Information provided
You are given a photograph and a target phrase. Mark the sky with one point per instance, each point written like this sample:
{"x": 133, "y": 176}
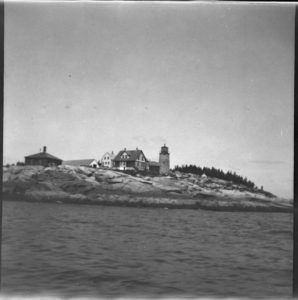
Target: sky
{"x": 215, "y": 82}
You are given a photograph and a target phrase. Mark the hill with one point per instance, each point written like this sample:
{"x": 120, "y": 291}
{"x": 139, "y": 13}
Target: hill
{"x": 82, "y": 185}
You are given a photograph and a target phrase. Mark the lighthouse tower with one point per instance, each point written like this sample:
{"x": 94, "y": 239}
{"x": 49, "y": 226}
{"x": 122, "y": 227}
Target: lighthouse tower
{"x": 164, "y": 160}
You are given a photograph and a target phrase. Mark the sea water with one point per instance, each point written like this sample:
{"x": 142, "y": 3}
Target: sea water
{"x": 87, "y": 250}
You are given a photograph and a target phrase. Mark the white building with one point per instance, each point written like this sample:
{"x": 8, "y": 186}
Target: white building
{"x": 107, "y": 159}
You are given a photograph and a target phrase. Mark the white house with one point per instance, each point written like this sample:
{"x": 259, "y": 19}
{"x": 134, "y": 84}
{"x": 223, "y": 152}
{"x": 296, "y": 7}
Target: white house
{"x": 107, "y": 159}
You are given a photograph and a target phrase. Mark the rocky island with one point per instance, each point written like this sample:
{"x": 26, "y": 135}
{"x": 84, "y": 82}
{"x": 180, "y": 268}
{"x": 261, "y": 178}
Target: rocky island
{"x": 83, "y": 185}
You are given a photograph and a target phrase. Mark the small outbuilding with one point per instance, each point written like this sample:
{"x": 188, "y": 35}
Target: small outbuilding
{"x": 42, "y": 159}
{"x": 107, "y": 159}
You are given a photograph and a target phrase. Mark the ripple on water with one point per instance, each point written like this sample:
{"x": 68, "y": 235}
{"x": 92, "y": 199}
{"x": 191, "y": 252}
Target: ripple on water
{"x": 73, "y": 250}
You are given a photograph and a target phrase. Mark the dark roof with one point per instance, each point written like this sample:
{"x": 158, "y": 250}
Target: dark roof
{"x": 133, "y": 155}
{"x": 79, "y": 162}
{"x": 43, "y": 155}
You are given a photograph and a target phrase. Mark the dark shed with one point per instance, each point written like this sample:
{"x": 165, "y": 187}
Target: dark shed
{"x": 42, "y": 159}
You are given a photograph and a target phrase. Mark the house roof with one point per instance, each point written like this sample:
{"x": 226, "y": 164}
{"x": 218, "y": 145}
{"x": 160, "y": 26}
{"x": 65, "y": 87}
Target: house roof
{"x": 111, "y": 155}
{"x": 43, "y": 155}
{"x": 133, "y": 155}
{"x": 79, "y": 162}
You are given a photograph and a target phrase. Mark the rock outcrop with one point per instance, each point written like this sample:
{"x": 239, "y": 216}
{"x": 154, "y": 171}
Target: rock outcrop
{"x": 67, "y": 184}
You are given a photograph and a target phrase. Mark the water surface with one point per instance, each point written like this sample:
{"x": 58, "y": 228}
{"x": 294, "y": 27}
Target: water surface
{"x": 85, "y": 250}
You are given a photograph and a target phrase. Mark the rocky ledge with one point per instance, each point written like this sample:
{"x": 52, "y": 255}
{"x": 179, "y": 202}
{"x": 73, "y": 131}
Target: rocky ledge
{"x": 82, "y": 185}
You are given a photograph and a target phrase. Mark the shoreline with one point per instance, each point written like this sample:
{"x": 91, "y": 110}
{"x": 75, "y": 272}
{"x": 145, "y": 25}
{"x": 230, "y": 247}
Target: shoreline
{"x": 82, "y": 185}
{"x": 142, "y": 202}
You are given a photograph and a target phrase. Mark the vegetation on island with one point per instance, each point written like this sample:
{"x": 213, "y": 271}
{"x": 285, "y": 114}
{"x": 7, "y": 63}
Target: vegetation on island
{"x": 215, "y": 173}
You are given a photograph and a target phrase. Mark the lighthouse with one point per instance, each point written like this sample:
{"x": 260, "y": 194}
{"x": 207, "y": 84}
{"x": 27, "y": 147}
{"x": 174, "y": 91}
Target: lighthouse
{"x": 164, "y": 160}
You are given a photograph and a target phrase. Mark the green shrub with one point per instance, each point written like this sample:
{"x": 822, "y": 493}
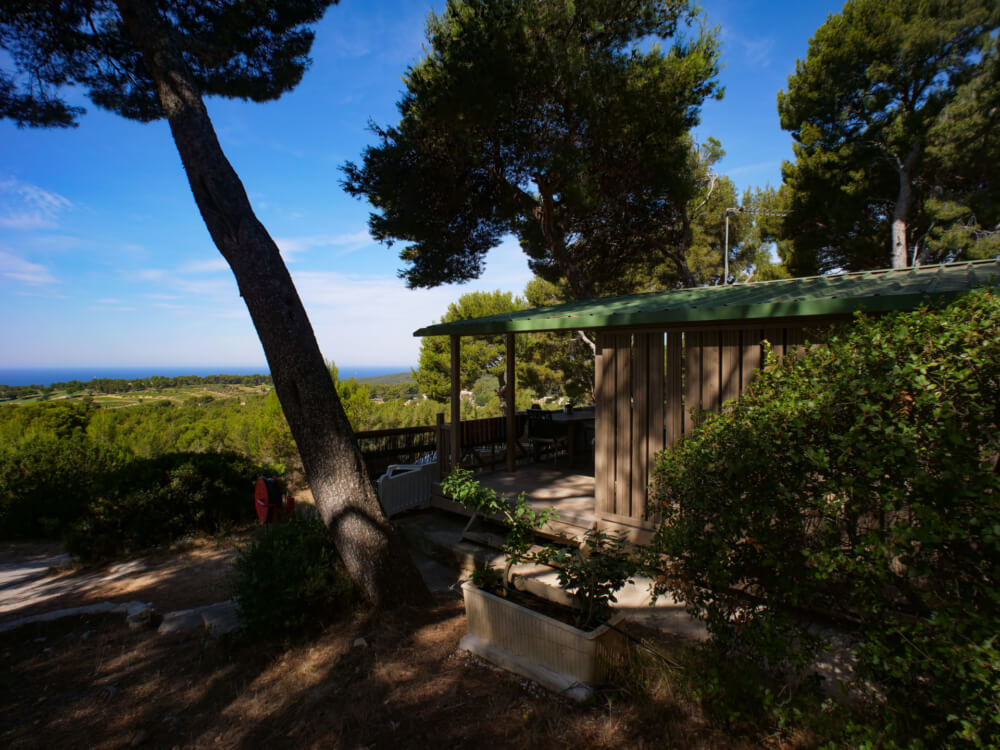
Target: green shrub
{"x": 47, "y": 482}
{"x": 290, "y": 581}
{"x": 155, "y": 501}
{"x": 859, "y": 479}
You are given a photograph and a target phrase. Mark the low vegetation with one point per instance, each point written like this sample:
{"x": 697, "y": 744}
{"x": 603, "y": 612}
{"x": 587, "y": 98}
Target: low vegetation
{"x": 858, "y": 481}
{"x": 289, "y": 582}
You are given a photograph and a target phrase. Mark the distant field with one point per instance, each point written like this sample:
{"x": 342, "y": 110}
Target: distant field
{"x": 180, "y": 394}
{"x": 391, "y": 379}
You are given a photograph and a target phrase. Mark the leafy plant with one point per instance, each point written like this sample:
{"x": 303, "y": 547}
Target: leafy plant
{"x": 858, "y": 480}
{"x": 290, "y": 581}
{"x": 591, "y": 575}
{"x": 154, "y": 501}
{"x": 517, "y": 515}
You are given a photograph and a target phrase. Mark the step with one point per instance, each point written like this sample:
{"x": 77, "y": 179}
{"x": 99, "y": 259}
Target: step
{"x": 438, "y": 535}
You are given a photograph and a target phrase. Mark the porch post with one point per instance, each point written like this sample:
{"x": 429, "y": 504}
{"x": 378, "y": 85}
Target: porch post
{"x": 509, "y": 397}
{"x": 456, "y": 401}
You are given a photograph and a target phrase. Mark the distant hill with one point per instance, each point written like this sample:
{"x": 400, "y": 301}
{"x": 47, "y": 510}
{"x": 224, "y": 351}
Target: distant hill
{"x": 394, "y": 378}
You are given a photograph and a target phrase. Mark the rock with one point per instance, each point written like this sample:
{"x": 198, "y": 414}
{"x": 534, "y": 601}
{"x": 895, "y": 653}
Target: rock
{"x": 139, "y": 615}
{"x": 181, "y": 621}
{"x": 220, "y": 618}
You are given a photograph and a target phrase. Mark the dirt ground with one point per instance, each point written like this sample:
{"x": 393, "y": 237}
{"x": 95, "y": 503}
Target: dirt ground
{"x": 188, "y": 574}
{"x": 392, "y": 680}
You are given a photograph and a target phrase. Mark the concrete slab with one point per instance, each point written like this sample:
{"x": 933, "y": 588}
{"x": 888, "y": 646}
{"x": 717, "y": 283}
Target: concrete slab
{"x": 436, "y": 535}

Your goal
Reproduce the whole listing above word for word, but not its pictures.

Result for this exercise
You are given a photograph and a target phrase. Mark the sky with one point per instance, each point written like this sample:
{"x": 133, "y": 176}
Target: sky
{"x": 215, "y": 82}
You are given a photograph and a target phrase. Mark the hill with one point per instance, each point written like this sample:
{"x": 120, "y": 291}
{"x": 139, "y": 13}
Target: hill
{"x": 82, "y": 185}
You are given a photograph and a target phrase. Mark the lighthouse tower with one point per instance, each point written like this sample:
{"x": 94, "y": 239}
{"x": 49, "y": 226}
{"x": 122, "y": 227}
Target: lighthouse tower
{"x": 164, "y": 160}
You are given a photograph and a target phrase. Mark the sea water with one point per instance, each point written like this sample:
{"x": 142, "y": 3}
Target: sea water
{"x": 87, "y": 250}
You are given a photograph and a target phrase. Mark the white building with one point per instance, each point written like this sample:
{"x": 8, "y": 186}
Target: white building
{"x": 107, "y": 159}
You are given a photograph and a target phrase. Mark the white house with one point per instance, each point written like this sample:
{"x": 259, "y": 19}
{"x": 134, "y": 84}
{"x": 223, "y": 152}
{"x": 296, "y": 7}
Target: white house
{"x": 107, "y": 159}
You are given a photograph and a target phrase. Mark the rocky island with one point per instance, each point written like this sample:
{"x": 26, "y": 135}
{"x": 84, "y": 82}
{"x": 180, "y": 268}
{"x": 261, "y": 178}
Target: rocky island
{"x": 83, "y": 185}
You are given a photograph and a target phrase. Mark the small outbuilding with one point per instance, each point written like this sample:
{"x": 188, "y": 35}
Target: small outbuilding
{"x": 42, "y": 159}
{"x": 107, "y": 159}
You are given a photograph and a target phrase. Mark the ripple on water with one point per instance, each point written like this sample:
{"x": 68, "y": 235}
{"x": 92, "y": 199}
{"x": 191, "y": 252}
Target: ripple on water
{"x": 73, "y": 250}
You are given a photograph and a target phrase. Mark the dark roof with one point per instance, each point written like this sample:
{"x": 158, "y": 250}
Target: dark roof
{"x": 133, "y": 155}
{"x": 79, "y": 162}
{"x": 43, "y": 155}
You are given a photograph and a target phrase. Mark the dark shed with one point per instance, each point written like this sample:
{"x": 165, "y": 187}
Target: dark shed
{"x": 42, "y": 159}
You are given a photograph and a target phrase. Mark the house roof with one point per instance, each point written like this sample:
{"x": 226, "y": 164}
{"x": 218, "y": 145}
{"x": 160, "y": 26}
{"x": 65, "y": 87}
Target: house roof
{"x": 111, "y": 155}
{"x": 43, "y": 155}
{"x": 133, "y": 155}
{"x": 79, "y": 162}
You are given a photograph and a target phrase. Mark the rock outcrop with one point per instance, each point written like this sample:
{"x": 239, "y": 216}
{"x": 154, "y": 171}
Target: rock outcrop
{"x": 67, "y": 184}
You are given a photograph and a target phrase. Mark the water surface with one point per instance, each point written like this sample:
{"x": 58, "y": 228}
{"x": 294, "y": 27}
Target: water surface
{"x": 85, "y": 250}
You are given a photograph and a target phrase. Mark the rocky ledge with one point per instance, each point written like this sample:
{"x": 52, "y": 255}
{"x": 179, "y": 202}
{"x": 73, "y": 131}
Target: rocky ledge
{"x": 82, "y": 185}
You are given a photograph and a target phrase. Mark the shoreline with one point per instance, each point written like this sample:
{"x": 91, "y": 110}
{"x": 75, "y": 272}
{"x": 145, "y": 25}
{"x": 230, "y": 247}
Target: shoreline
{"x": 82, "y": 185}
{"x": 142, "y": 202}
You are given a photograph and a target phrase. Mark the vegetation on island with one point per instance, each point written like this sample:
{"x": 213, "y": 271}
{"x": 285, "y": 114}
{"x": 7, "y": 63}
Target: vegetation on island
{"x": 215, "y": 173}
You are given a photograph and a target phrase. Mark the lighthouse with one point per instance, each point written like this sample:
{"x": 260, "y": 194}
{"x": 207, "y": 84}
{"x": 27, "y": 147}
{"x": 174, "y": 91}
Target: lighthouse
{"x": 164, "y": 160}
You are given a photograph and a target phrase. Mark the green shrub with one point per instance, each point written like this sample:
{"x": 822, "y": 493}
Target: green shrub
{"x": 47, "y": 482}
{"x": 290, "y": 581}
{"x": 155, "y": 501}
{"x": 859, "y": 479}
You are given a photograph and a target phrase. Mark the low vegetation with one point per instance, each point written like this sample:
{"x": 697, "y": 744}
{"x": 603, "y": 612}
{"x": 587, "y": 98}
Target: low vegetation
{"x": 858, "y": 481}
{"x": 289, "y": 582}
You are given a photograph and a target phrase. Mark the distant field with one point per instance, each point written like this sample:
{"x": 342, "y": 110}
Target: distant field
{"x": 180, "y": 394}
{"x": 391, "y": 379}
You are given a photograph and a target phrase. Mark the leafy plant with one point per instance, each point written like this sample:
{"x": 303, "y": 547}
Target: leafy plant
{"x": 858, "y": 480}
{"x": 290, "y": 581}
{"x": 591, "y": 575}
{"x": 154, "y": 501}
{"x": 517, "y": 515}
You are given a photograph and a target phrase. Mark the step with one point per instance, each point written like this sample:
{"x": 77, "y": 179}
{"x": 99, "y": 259}
Target: step
{"x": 438, "y": 535}
You are given a photograph and a target phrase. Mark the porch post with one point per instance, each point written like this sample:
{"x": 429, "y": 504}
{"x": 378, "y": 85}
Target: porch post
{"x": 509, "y": 397}
{"x": 456, "y": 401}
You are given a photograph and a target phrase. Mark the distant hill with one point per instance, each point written like this sample:
{"x": 400, "y": 301}
{"x": 47, "y": 510}
{"x": 224, "y": 351}
Target: distant hill
{"x": 394, "y": 378}
You are given a photograph and a target phrase. Mark the rock with one point per instance, each point written like this sample:
{"x": 198, "y": 414}
{"x": 534, "y": 601}
{"x": 895, "y": 653}
Target: rock
{"x": 139, "y": 615}
{"x": 181, "y": 621}
{"x": 220, "y": 618}
You are given a photograph and a target phrase. Mark the dirt ground with one point per instance, each point written like this sample:
{"x": 393, "y": 237}
{"x": 95, "y": 503}
Target: dirt ground
{"x": 188, "y": 574}
{"x": 392, "y": 680}
You are given a photograph and a target phrase. Mark the concrete slab with one point per instance, each point written like this sample:
{"x": 933, "y": 588}
{"x": 888, "y": 646}
{"x": 717, "y": 283}
Target: concrete slab
{"x": 436, "y": 535}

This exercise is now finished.